▶ [Lista de actividades]:
[1] Devuelva textualmente el pasaje del extracto de la fuente que comienza con las palabras que incluyen "Democratización de las" y termina en "debido a su uso.".
[2] Según el extracto de la fuente, ¿en qué institución se realizó el trabajo de investigación que mejoró la obtención de harina de algarroba?

▶ [Extracto de la fuente]:

Democratización de las tecnociencias
El libro escolar de Santillana [14] acerca a las aulas una interesante nota sobre un trabajo de investigación realizado en una escuela agrotécnica de Formosa con la que lograron mejorar la obtención de harina de algarroba. La nota finaliza destacando que: “El proyecto de la harina de algarroba favorece las economías regionales y el cuidado del medio ambiente”. El solo hecho de mencionar “cuidado del medioambiente” pone de manifiesto que hay prácticas agrícolas en donde esto no sucede. Ahora bien, en ningún lado el libro ¬–que naturaliza el consumo de psicofármacos contra la depresión o el alcoholismo– informa sobre el negocio de los agrotóxicos ni la intoxicación de comunidades y consumidores, o la contaminación del medio ambiente debido a su uso.

Entradas de datos guardadas:
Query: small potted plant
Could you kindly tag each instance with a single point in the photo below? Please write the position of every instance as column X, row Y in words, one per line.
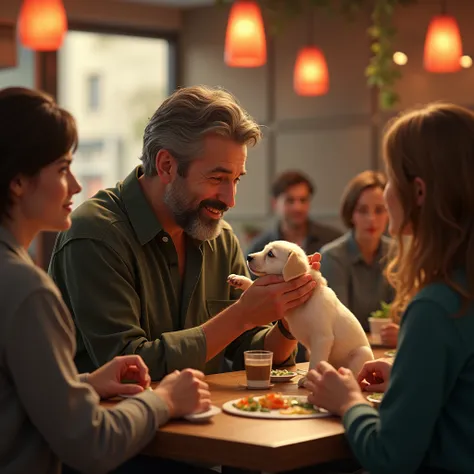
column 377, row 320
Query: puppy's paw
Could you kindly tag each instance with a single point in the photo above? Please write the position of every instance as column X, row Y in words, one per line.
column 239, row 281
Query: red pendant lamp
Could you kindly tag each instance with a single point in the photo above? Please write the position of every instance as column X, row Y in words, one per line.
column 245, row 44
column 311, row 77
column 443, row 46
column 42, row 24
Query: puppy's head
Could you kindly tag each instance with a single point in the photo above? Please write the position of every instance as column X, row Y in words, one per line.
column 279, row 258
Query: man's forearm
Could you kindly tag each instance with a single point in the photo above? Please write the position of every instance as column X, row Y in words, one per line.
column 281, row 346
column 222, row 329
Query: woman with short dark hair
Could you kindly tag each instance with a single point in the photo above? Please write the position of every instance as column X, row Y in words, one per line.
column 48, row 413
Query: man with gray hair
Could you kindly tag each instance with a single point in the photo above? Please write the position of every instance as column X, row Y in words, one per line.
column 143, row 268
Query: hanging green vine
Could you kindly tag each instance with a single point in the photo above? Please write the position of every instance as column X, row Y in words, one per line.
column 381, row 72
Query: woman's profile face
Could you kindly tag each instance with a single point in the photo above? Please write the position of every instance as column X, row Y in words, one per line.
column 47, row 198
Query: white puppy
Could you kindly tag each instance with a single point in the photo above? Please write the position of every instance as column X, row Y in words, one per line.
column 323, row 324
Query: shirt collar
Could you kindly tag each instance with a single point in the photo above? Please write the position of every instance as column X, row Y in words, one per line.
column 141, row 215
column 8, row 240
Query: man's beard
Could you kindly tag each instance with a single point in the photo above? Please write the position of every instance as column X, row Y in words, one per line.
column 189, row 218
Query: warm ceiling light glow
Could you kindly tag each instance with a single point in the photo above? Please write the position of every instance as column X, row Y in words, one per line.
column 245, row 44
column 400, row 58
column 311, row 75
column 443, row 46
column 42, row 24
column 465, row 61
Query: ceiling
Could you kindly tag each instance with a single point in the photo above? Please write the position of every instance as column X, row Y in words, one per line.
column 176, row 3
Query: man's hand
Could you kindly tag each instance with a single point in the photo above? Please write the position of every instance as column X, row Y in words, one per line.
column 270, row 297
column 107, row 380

...

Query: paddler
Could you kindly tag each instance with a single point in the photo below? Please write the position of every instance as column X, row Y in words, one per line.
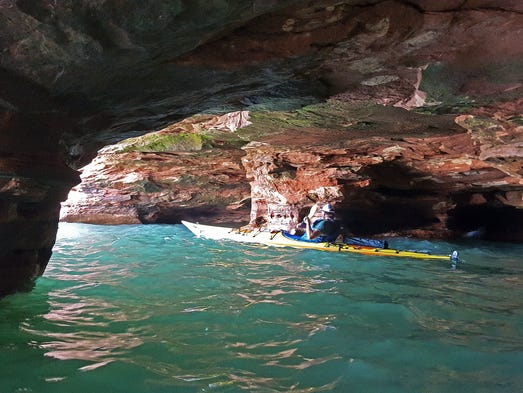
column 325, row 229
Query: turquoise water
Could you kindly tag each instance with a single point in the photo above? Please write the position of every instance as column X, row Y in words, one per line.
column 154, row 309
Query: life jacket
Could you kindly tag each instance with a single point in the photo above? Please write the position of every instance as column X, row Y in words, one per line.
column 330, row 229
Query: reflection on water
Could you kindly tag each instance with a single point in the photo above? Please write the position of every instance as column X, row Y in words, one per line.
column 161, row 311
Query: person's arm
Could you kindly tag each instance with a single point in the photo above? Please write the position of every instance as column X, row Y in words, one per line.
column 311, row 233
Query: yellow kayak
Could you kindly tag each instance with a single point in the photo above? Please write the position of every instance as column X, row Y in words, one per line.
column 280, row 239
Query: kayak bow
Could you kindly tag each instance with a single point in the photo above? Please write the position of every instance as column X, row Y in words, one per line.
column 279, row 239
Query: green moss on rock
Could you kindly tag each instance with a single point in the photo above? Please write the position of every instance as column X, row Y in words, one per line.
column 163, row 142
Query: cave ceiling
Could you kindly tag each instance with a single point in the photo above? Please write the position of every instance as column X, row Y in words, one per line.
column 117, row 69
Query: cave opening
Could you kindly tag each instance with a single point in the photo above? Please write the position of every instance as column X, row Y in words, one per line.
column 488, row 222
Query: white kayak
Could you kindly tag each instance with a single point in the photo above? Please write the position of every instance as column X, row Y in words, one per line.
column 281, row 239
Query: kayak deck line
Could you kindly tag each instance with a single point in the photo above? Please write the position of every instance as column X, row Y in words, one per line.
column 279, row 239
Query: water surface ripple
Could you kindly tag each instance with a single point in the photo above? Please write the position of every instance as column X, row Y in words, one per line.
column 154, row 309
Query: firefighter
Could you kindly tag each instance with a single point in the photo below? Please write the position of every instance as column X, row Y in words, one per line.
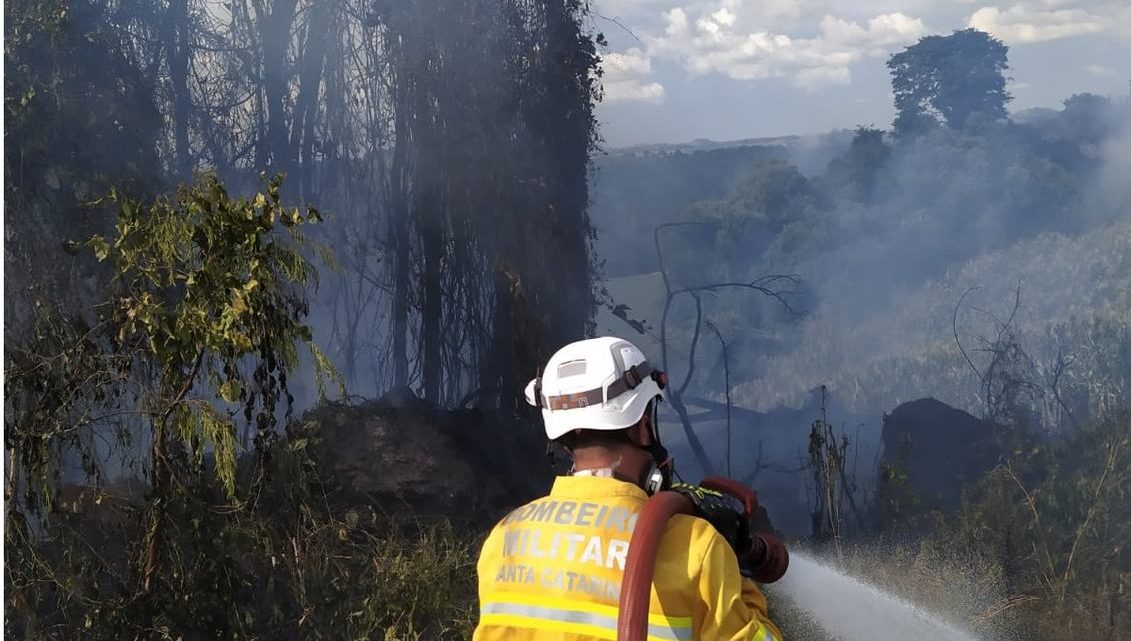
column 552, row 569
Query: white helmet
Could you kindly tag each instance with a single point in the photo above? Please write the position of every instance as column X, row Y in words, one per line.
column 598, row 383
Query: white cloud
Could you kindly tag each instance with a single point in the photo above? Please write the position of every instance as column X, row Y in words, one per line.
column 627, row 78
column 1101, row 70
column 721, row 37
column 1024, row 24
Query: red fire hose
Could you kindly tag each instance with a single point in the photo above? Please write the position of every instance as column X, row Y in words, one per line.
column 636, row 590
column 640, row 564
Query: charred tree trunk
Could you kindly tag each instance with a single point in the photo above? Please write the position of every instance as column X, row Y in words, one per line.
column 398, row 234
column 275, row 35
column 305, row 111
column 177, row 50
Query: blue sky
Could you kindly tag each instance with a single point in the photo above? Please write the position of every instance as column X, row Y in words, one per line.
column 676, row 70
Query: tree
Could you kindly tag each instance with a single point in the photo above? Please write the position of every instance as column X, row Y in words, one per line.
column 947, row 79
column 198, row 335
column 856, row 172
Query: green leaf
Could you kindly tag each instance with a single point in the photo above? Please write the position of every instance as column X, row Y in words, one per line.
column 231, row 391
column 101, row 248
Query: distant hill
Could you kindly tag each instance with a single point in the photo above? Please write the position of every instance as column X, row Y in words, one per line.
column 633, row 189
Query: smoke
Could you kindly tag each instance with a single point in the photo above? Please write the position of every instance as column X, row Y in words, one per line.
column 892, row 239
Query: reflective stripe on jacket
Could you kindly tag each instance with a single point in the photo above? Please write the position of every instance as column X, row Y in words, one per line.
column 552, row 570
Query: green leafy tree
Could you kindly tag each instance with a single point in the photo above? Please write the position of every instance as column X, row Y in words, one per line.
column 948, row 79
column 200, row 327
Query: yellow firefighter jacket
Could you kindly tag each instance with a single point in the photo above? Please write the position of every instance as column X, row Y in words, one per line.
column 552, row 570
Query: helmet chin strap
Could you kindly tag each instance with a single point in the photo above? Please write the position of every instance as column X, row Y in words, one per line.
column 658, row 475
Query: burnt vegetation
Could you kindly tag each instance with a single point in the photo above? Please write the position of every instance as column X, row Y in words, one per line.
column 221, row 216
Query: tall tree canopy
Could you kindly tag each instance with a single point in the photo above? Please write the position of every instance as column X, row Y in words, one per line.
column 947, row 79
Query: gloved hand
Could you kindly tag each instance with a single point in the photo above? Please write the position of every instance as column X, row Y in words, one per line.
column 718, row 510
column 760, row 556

--

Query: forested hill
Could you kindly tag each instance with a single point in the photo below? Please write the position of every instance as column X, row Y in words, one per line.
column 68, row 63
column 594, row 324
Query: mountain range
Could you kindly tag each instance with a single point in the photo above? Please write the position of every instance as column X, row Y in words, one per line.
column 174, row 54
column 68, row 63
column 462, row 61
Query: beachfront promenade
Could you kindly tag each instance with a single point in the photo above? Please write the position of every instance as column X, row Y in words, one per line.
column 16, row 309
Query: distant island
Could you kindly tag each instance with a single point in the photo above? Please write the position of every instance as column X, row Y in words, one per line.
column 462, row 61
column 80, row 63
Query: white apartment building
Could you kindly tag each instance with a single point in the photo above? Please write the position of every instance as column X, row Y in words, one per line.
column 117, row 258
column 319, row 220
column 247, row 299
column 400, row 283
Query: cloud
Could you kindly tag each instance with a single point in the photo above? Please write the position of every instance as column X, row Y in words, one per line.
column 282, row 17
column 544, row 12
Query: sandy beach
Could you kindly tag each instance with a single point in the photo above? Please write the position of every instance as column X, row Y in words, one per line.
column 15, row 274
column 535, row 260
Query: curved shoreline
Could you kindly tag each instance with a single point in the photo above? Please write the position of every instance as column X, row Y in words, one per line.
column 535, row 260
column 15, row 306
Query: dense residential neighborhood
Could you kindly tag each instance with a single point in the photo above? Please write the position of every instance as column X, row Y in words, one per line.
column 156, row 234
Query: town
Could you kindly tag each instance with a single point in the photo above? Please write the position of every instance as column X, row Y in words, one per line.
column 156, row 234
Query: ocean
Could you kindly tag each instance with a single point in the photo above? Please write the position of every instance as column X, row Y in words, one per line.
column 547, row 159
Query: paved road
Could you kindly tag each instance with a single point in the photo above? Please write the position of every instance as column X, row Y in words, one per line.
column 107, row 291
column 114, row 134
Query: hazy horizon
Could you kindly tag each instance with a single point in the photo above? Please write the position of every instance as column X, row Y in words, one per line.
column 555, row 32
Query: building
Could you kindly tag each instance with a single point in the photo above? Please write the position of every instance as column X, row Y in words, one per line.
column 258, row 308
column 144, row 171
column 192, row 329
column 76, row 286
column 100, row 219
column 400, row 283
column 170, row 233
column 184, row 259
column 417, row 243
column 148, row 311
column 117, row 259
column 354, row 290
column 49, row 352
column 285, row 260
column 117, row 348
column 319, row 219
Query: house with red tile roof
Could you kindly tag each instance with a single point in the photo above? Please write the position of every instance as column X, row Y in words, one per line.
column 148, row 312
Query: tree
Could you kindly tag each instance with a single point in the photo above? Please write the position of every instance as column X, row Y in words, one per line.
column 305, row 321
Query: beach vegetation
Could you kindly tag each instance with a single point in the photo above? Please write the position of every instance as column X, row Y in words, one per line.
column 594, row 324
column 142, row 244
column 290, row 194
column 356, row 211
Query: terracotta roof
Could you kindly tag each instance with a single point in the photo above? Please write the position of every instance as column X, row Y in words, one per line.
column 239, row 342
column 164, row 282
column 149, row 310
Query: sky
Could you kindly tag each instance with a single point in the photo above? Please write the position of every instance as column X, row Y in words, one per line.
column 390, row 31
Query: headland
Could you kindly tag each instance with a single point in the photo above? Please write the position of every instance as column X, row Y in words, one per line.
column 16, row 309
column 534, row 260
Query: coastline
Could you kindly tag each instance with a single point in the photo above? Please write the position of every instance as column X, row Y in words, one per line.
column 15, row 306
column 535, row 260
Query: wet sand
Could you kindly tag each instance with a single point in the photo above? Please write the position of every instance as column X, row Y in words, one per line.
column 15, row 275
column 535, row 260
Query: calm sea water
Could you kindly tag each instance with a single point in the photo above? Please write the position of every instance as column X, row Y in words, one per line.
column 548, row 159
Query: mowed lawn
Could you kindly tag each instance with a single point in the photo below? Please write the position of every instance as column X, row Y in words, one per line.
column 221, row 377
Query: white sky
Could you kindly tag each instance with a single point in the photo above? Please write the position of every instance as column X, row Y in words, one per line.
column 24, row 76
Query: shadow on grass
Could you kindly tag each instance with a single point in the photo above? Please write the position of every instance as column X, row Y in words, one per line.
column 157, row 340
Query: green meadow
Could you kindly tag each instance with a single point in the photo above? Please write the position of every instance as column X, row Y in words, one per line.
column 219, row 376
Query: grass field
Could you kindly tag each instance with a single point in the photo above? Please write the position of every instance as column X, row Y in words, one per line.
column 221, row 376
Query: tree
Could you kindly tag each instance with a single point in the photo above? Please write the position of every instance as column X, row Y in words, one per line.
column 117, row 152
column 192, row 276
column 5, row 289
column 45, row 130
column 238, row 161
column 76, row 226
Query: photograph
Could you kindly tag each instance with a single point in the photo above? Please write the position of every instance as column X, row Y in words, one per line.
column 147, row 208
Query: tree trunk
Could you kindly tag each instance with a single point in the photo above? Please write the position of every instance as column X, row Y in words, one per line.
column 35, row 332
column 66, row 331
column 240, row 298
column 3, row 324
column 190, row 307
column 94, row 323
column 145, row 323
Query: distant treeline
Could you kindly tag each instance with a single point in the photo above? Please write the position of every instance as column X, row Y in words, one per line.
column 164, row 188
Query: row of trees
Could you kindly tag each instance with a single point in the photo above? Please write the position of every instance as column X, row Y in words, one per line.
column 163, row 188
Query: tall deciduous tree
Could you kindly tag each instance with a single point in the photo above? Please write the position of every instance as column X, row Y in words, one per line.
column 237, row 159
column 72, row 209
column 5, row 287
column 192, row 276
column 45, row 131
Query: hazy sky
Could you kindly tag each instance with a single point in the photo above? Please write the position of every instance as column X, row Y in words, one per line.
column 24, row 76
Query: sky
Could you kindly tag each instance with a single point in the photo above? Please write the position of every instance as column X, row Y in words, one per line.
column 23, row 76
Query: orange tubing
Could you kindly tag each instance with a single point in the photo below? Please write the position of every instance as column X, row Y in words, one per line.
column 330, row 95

▶ [Respuestas por ítem]:
[1]
Democratización de las tecnociencias
El libro escolar de Santillana [14] acerca a las aulas una interesante nota sobre un trabajo de investigación realizado en una escuela agrotécnica de Formosa con la que lograron mejorar la obtención de harina de algarroba. La nota finaliza destacando que: “El proyecto de la harina de algarroba favorece las economías regionales y el cuidado del medio ambiente”. El solo hecho de mencionar “cuidado del medioambiente” pone de manifiesto que hay prácticas agrícolas en donde esto no sucede. Ahora bien, en ningún lado el libro ¬–que naturaliza el consumo de psicofármacos contra la depresión o el alcoholismo– informa sobre el negocio de los agrotóxicos ni la intoxicación de comunidades y consumidores, o la contaminación del medio ambiente debido a su uso.

[2] En una escuela agrotécnica de Formosa.